◆ What you need to do
Line by line, print the records exactly.

◆ Provided data
===============
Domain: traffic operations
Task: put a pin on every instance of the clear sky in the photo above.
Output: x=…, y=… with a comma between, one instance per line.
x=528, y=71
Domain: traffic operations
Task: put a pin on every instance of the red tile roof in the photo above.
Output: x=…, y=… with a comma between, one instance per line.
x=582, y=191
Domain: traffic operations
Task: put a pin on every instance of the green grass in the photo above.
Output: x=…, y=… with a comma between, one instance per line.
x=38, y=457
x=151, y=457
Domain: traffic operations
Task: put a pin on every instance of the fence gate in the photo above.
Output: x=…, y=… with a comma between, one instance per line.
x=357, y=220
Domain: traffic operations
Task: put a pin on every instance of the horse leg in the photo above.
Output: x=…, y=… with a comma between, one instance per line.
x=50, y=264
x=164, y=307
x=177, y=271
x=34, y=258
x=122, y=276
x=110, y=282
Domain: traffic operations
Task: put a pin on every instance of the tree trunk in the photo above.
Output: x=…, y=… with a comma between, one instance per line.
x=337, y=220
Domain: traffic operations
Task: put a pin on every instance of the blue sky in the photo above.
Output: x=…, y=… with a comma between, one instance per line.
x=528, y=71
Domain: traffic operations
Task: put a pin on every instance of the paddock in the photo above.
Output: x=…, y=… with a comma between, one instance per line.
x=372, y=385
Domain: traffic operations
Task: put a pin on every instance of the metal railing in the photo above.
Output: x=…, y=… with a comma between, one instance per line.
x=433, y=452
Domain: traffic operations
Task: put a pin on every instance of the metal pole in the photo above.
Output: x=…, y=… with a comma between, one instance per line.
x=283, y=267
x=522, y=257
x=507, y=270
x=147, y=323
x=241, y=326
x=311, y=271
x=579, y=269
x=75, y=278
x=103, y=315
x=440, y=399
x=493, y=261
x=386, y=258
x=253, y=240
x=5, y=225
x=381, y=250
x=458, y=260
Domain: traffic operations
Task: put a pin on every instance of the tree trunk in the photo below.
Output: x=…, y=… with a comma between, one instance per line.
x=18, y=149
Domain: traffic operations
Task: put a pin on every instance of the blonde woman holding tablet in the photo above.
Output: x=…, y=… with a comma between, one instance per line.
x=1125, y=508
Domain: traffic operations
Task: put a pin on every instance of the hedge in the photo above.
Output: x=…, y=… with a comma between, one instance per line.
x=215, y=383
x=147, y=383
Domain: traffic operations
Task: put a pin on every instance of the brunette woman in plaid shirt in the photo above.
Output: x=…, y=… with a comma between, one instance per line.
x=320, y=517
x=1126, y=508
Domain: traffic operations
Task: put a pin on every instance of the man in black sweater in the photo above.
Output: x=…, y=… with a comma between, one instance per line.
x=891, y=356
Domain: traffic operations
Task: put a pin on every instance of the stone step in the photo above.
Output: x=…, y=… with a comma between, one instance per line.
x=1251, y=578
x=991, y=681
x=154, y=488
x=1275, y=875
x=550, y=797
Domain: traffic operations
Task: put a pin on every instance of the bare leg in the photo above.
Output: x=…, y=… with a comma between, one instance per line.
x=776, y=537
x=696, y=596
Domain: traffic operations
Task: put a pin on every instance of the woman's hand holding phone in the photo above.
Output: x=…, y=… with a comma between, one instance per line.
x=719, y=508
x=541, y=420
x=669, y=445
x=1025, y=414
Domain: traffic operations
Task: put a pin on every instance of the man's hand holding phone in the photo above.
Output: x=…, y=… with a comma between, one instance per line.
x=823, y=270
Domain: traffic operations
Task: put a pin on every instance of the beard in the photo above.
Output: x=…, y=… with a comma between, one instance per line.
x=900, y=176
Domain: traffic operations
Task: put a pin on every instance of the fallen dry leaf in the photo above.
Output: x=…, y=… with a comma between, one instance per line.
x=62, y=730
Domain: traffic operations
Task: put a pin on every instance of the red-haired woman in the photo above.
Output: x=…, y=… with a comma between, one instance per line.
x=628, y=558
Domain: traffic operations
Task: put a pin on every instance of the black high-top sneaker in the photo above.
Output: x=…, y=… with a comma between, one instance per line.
===============
◆ Output of the task
Domain: traffic operations
Task: put a pin on every instance of the clear sky in the photo above.
Output: x=…, y=… with a comma between, one instance per line.
x=528, y=71
Domain: traffic operations
Task: put a pin on every instance of the red tile roof in the photo above.
Output: x=…, y=… with a comma between, one instance per line.
x=582, y=191
Domain: traffic operations
Task: put a pin on every instance of the green grass in the photo above.
Output: x=…, y=… with a comma between, one instance per line.
x=38, y=457
x=151, y=457
Domain: traffic operations
Task: put a pin on every instance of the fence gate in the photo above.
Output: x=…, y=… with a comma between, one instance per line.
x=357, y=220
Domain: traffic operations
Task: put a pin on every instance of the horse leg in the photo above.
Output: x=…, y=… with a comma between, one instance per line.
x=50, y=264
x=164, y=307
x=177, y=271
x=34, y=258
x=122, y=276
x=110, y=282
Domain: traffic operations
Task: put a pin on every instance of the tree trunk in the photo above.
Output: x=…, y=… with a comma between, one instance per line.
x=337, y=220
Domain: traffic operations
Task: put a pin on every instance of the blue sky in the photo above.
Output: x=…, y=… with a comma between, one instance per line.
x=528, y=71
Domain: traffic operations
Task: put a pin on every instance of the paddock in the photo above.
Output: x=…, y=… with a comma between, one instance per line.
x=372, y=385
Domain: traffic operations
Task: put a pin on every instance of the metal railing in the photo above.
Output: x=…, y=… with a comma between, one instance per line.
x=433, y=452
Domain: traffic operations
Task: put a pin on every instance of the metal pole in the photo above.
Output: x=…, y=… with a comma between, one instance per line.
x=283, y=267
x=522, y=257
x=507, y=270
x=147, y=323
x=241, y=326
x=311, y=271
x=579, y=269
x=75, y=278
x=103, y=315
x=440, y=399
x=493, y=261
x=386, y=258
x=253, y=240
x=5, y=225
x=381, y=250
x=458, y=260
Domain: traffic operations
Task: put a pin on every instance of the tree trunk in the photo below.
Output: x=…, y=… with a comma between, one instance per line.
x=18, y=149
Domain: traffic operations
Task: put a pin on every instance of the blonde woman holding tablet in the photo above.
Output: x=…, y=… with a comma between, one instance per line.
x=1125, y=508
Domain: traffic operations
Task: put a pin on every instance of the hedge in the photo above.
Output: x=…, y=… with a comma between, one instance per line.
x=215, y=383
x=147, y=383
Domain: traffic operations
Task: put a pin on every instance of the brunette woman in plaid shirt in the photo above.
Output: x=…, y=… with a comma between, one instance per line.
x=320, y=517
x=1126, y=508
Domain: traffic operations
Task: put a pin on every instance of the man in black sweater in the photo above.
Output: x=…, y=… with a comma between, one instance per line.
x=891, y=356
Domain: traffic operations
Task: put a pin on every instance of the stone step in the photo above.
Output: x=…, y=… with a comma between, one instance per line.
x=1251, y=578
x=991, y=681
x=154, y=488
x=1275, y=875
x=550, y=797
Domain: traffic operations
Task: put a pin on every instance of the bare leg in the photo above.
Output: x=…, y=… with a comma between, one instance per line.
x=776, y=537
x=696, y=596
Domain: traffic operations
Task: put a pin on every instance of the woman's hand holding phone in the photo above.
Output: x=…, y=… with a comma between, one instance per line.
x=719, y=508
x=541, y=420
x=669, y=445
x=1025, y=414
Domain: traffic operations
Task: put a pin on every instance of the man's hand holding phone in the photo above.
Output: x=…, y=… with a comma between, one instance per line.
x=823, y=270
Domain: traffic operations
Task: put a pin on every instance of the beard in the photo above.
Output: x=…, y=… with a comma between, one instance per line.
x=900, y=176
Domain: traffic operations
Task: put a pin on every instance of the fallen dry leaf in the photo above.
Output: x=…, y=… with a comma between, one instance per line.
x=62, y=730
Domain: traffic operations
Task: put a pin on every instance of the red-haired woman in the photo above.
Output: x=…, y=… with a comma between, one instance per line.
x=628, y=558
Domain: traffic operations
Task: put a pin on every instance of the black high-top sneaker in the photo above.
Output: x=…, y=… with a comma between, one instance per line.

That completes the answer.